Assignment: An exact restatement of every record is required.

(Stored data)

┌────────

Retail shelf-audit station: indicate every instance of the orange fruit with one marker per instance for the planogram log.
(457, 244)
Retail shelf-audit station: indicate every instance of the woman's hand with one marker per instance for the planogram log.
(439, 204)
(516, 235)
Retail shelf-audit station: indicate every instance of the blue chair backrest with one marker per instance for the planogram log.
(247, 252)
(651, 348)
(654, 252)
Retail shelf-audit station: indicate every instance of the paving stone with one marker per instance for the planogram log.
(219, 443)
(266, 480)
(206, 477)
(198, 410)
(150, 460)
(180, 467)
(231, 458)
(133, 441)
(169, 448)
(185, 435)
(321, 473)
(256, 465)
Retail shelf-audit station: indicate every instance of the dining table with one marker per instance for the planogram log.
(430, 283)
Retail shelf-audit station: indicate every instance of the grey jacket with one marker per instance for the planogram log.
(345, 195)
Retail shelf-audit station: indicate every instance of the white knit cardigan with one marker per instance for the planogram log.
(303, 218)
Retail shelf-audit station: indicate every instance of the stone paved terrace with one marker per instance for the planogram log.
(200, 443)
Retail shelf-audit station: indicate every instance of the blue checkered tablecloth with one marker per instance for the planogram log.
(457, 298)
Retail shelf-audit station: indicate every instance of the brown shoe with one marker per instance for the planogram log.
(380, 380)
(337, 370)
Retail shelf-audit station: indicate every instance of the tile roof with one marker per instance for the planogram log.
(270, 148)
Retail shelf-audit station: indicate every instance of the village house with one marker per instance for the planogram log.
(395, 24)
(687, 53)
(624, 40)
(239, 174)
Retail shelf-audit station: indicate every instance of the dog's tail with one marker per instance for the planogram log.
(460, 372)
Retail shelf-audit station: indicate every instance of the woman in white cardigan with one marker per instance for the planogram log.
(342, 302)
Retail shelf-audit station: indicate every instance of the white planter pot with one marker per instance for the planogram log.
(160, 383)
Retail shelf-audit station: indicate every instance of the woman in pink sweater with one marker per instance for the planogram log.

└────────

Answer box:
Retail shelf-audit station: indicate every instance of the orange fruit with one marker per instance for the planogram log.
(457, 244)
Retail shelf-audit station: indicate every instance of the woman's hand with one marker per instance for the planogram log.
(439, 204)
(516, 235)
Retail shelf-audit station: indicate every instance of the blue chair backrest with one marker per instance for the planogram log.
(247, 252)
(651, 348)
(654, 252)
Retail shelf-audit station: indicate every instance of the paving stone with one marker per instance for the planogram log.
(219, 443)
(266, 480)
(206, 477)
(198, 410)
(150, 460)
(180, 467)
(231, 458)
(133, 441)
(169, 448)
(185, 435)
(321, 473)
(256, 465)
Retail shelf-audit station: indicate every instance of the dining table with one marker per instance for the planogram log.
(430, 283)
Retail shelf-audit station: indicate every instance of the grey jacket with one marker per instance for the planogram log.
(345, 195)
Retail shelf-audit station: indicate every instance of the white knit cardigan with one marker per instance for the planogram log.
(303, 218)
Retail shelf-audit station: indicate every instance of the stone paved terrace with one marker per instance for the planogram log.
(200, 443)
Retail shelf-audit station: indicate every instance of the blue checkered tablecloth with one marker per instance for the planogram log.
(457, 298)
Retail shelf-audit station: indicate every instance of the brown shoe with one marker per instance for the planogram log.
(380, 380)
(337, 370)
Retail shelf-audit station: indicate every instance of the tile roof with one marker per instance for the planogram log.
(270, 148)
Retail shelf-audit station: indicate every instance of the village house with one marker per instance for the planogram log.
(395, 24)
(687, 53)
(624, 40)
(239, 174)
Retail shelf-audit station: indicate every instance of the dog's tail with one marker per instance for the planogram log.
(460, 372)
Retail shelf-audit station: indicate every instance of the woman in white cardigan with one marker per instance for the planogram log.
(342, 302)
Retail shelf-audit station: indicate every instance of the white planter pot with one marker per instance for the planogram log.
(160, 383)
Retail shelf-audit station: indicate every instance of the woman in pink sweater with one marker per instance for the planogram log.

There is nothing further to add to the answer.